▶ Zu bearbeitende Aufgaben
- A) Prüfen Sie, ob die Aussagen (i) bis (iii) mit dem Textausschnitt über die Sonnen-Grundschule übereinstimmen, und antworten Sie jeweils mit Ja oder Nein samt wörtlichem Beleg. (i) Die Schulkonferenz hat den Antrag gegen JüL nur mehrheitlich beschlossen. (ii) Rund 85 Prozent der Kinder stammen aus mehr oder weniger prekären Verhältnissen. (iii) Witte kann von der Mitte des Raumes aus alle Tische und Kinder überblicken.
- B) Führen Sie den Textausschnitt über die Sonnen-Grundschule im Anschluss an seinen letzten Satz weiter.
**** Textausschnitt
Lesen Sie auf Seite2, warum die Neuköllner Sonnen-Grundschule das jahrgangsübergreifende Lernen wieder abschaffen will.

Zum Munterwerden gibt’s die Klatschübung. Erst auf die Beine, dann in die Hände. Erst einmal, dann zweimal, dann wechselt der Rhythmus auf’s Neue. Ramadan, Mohammed, Leon und die anderen Erstklässler müssen sich ordentlich konzentrieren, um nicht aus dem Konzept zu kommen. Gleich werden sie noch im Stuhlkreis nach links oder nach rechts rutschen, so wie es ihnen ihr Lehrer vormacht. Immer schneller, damit ihnen keiner den freien Platz wegnimmt. Wer jetzt links und rechts nicht auseinanderhalten kann, muss immer wieder in die Mitte des Stuhlkreises gehen, weil ihm ein Mitschüler seinen Platz weggeschnappt hat.

Montagmorgen in der Sonnen-Grundschule. Der S-Bahnhof Köllnische Heide ist nicht weit, hier ist Neuköllner Notstandsgebiet. Rund 85 Prozent der Kinder kommen aus mehr oder weniger prekären Verhältnissen. Vielen von ihnen fehlen selbst in ihrer Muttersprache einfachste Begriffe. „Es gibt keine Gespräche innerhalb der Familie und keine Erklärungen für Regeln oder Verbote. Es gibt keine Bauklötze, keine Spiele, keine Bücher,“ sagt Rektorin Renate Lauzemis. So hat sie das auch aufgeschrieben. Denn Lauzemis sollte gegenüber ihren Vorgesetzten begründen, warum ihre Schule das jahrgangsübergreifende Lernen (JüL) ablehnt. Einstimmig hat die Schulkonferenz für den entsprechenden Antrag gestimmt. Im Mittelpunkt der Argumentation steht, dass die Kinder, die so viele Defizite mit sich herumschleppen, zu Anfang nicht selbstständig arbeiten und nicht selbstbestimmt lernen können. Das aber gilt als Voraussetzung dafür, dass Kinder in der Jahrgangsmischung zurechtkommen. Schließlich sollen sie imstande sein, sich individuelle Aufgaben selbst zu beschaffen und zu lösen. Anders geht es nicht bei JüL, wenn dort Kinder im Alter von fünf bis acht Jahren in einem Klassenverband zusammen lernen sollen, glaubt Lauzemis. Auch Klassenlehrer Stefan Witte will so nicht unterrichten. Er hält es für keine gute Idee, dass man die Schüler in kleinen Grüppchen auf Klassenräume und Flure verteilt, wo sie alle für sich ihre unterschiedlichen Aufgaben lösen und nur ab und zu das wachsame Auge oder offene Ohr ihres Lehrers bekommen. Auch bei Witte sitzen die Erstklässler in kleinen Grüppchen um jeweils zwei zusammengeschobene Tische herum. Aber alle machen erst mal das Gleiche – auch als der Stuhlkreis vorüber ist. Rechnen ist angesagt und die Fünf- und Sechsjährigen legen so viele weiße oder blaue Steinchen auf ihren Tisch, wie Witte vorgegeben hat. Er kann von der Mitte des Raumes aus alle Tische und Kinder überblicken. Er glaubt, dass diese Gleichmäßigkeit den Kindern besser bekommt, als wenn ständig jemand aufsteht, um sich individuelles Arbeitsmaterial zu holen. Aber Witte hat noch mehr Einwände gegen JüL. Zum Beispiel die „soziale Unruhe“: Da bei JüL die Erst- und Zweitklässler gemischt sind, müssen die Lerngruppen nach einem Jahr neu zusammengestellt werden. Die Zweitklässler verlassen die Gruppe und gehen in die dritten Klassen. Ihre Plätze werden von den neuen Erstklässlern eingenommen. „Aber Kinder brauchen Kontinuität und Zeit zum Kennenlernen“, hält Witte diesem Konzept entgegen.
********
**** Erfasste Daten
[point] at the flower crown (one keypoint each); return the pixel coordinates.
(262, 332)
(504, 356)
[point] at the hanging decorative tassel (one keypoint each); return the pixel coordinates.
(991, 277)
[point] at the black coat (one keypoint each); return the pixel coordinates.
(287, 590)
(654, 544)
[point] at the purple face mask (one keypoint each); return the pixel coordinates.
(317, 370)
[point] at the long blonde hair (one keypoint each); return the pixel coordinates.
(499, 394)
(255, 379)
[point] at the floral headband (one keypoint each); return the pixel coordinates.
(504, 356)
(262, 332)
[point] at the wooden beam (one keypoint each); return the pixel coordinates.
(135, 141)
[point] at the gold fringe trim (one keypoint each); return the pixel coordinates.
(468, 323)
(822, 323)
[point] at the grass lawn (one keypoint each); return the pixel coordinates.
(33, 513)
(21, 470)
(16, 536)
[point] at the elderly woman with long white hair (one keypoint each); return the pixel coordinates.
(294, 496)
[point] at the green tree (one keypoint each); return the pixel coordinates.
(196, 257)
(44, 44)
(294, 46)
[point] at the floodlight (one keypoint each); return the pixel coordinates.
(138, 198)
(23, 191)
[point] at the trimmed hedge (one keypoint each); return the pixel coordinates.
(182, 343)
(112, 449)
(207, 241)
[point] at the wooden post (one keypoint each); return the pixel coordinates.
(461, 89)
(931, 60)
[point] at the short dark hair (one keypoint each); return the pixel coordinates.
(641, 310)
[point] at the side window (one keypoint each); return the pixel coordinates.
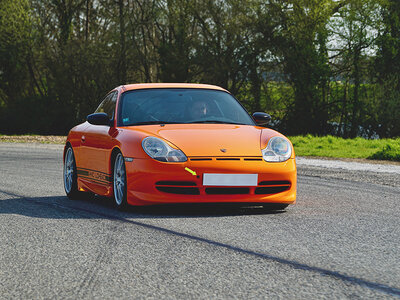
(108, 104)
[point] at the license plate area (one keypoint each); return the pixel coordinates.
(213, 179)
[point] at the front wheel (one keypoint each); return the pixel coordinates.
(119, 182)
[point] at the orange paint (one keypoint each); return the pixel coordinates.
(210, 148)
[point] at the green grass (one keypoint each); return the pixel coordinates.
(327, 146)
(330, 146)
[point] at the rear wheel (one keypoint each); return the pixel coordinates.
(70, 177)
(119, 182)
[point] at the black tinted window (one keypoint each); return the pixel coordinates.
(108, 105)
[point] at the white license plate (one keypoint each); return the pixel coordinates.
(230, 179)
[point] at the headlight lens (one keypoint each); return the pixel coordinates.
(278, 149)
(160, 150)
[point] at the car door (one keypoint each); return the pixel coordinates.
(96, 145)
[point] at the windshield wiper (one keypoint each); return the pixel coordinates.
(215, 122)
(152, 123)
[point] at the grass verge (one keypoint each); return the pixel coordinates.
(331, 146)
(43, 139)
(327, 146)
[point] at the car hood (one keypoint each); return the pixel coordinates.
(210, 139)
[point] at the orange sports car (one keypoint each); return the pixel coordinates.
(178, 143)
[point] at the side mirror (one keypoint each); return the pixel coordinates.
(261, 118)
(98, 119)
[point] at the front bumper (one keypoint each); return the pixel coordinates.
(152, 182)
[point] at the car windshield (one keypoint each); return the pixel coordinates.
(163, 106)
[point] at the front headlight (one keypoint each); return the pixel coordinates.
(278, 149)
(160, 150)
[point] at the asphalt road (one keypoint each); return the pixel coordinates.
(341, 240)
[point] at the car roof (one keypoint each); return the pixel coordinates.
(137, 86)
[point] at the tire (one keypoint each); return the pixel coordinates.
(70, 177)
(119, 182)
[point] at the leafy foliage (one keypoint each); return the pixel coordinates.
(319, 67)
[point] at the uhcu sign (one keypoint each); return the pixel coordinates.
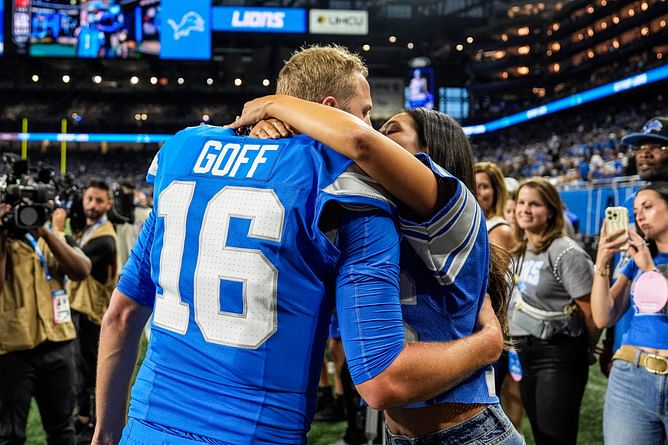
(338, 21)
(287, 20)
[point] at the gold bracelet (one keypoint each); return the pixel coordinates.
(602, 272)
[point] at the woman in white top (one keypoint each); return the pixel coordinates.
(491, 193)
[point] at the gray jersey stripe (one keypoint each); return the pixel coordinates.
(358, 184)
(462, 256)
(153, 168)
(435, 252)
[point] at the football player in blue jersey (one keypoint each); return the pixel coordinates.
(439, 301)
(239, 263)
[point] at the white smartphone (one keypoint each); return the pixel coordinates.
(617, 218)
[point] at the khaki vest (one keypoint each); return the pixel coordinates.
(26, 309)
(89, 296)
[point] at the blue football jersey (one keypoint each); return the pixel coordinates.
(241, 279)
(444, 274)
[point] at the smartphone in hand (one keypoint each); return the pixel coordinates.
(617, 218)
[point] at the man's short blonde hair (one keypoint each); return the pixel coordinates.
(316, 72)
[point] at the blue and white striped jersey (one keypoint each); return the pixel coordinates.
(444, 273)
(237, 265)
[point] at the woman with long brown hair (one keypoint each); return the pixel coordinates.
(492, 196)
(551, 320)
(635, 399)
(441, 298)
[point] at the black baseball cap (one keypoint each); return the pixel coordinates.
(655, 131)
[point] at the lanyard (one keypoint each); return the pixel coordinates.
(89, 231)
(42, 259)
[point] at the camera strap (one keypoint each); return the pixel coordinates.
(89, 231)
(42, 259)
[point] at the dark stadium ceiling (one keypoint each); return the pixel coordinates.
(431, 28)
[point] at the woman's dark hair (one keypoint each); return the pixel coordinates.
(447, 143)
(661, 188)
(449, 147)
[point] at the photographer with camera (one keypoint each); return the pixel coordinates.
(36, 331)
(90, 296)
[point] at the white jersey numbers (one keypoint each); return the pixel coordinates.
(216, 261)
********
▶ Lösungen je Aufgabe
- A)
(i) Nein: „Einstimmig hat die Schulkonferenz für den entsprechenden Antrag gestimmt.“
(ii) Ja: „Rund 85 Prozent der Kinder kommen aus mehr oder weniger prekären Verhältnissen.“
(iii) Ja: „Er kann von der Mitte des Raumes aus alle Tische und Kinder überblicken.“

- B)
„Die Kinder können nicht eigenverantwortlich arbeiten, weil ihnen die innere Entscheidungsfreiheit fehlt“, heißt es im Antrag der Schule auf den JüL-Verzicht. Dort steht auch, dass die Kinder nicht zuhören und sich nicht konzentrieren können, dass sie eine geringe Frustrationstoleranz haben, dass „immer mehr“ Schüler unter emotionaler Verwahrlosung leiden und unter Verhaltensauffälligkeiten, „die einen pathologischen Hintergrund haben“. Die Schule hält es deshalb für angeraten, den Lernanfängern in den ersten Schuljahren keine Lehrerwechsel zuzumuten. „Unsere Kinder brauchen konstante emotionale Bezugspersonen“, steht für Lauzemis fest. All das hat sie aufgeschrieben in ihrem Antrag und damit ihre Neuköllner Schulrätin überzeugt. Nun liegt die Entscheidung bei der Senatsverwaltung für Bildung. Bis zum 21. Oktober sollen alle 78 Antragsschulen ihre Antworten erhalten.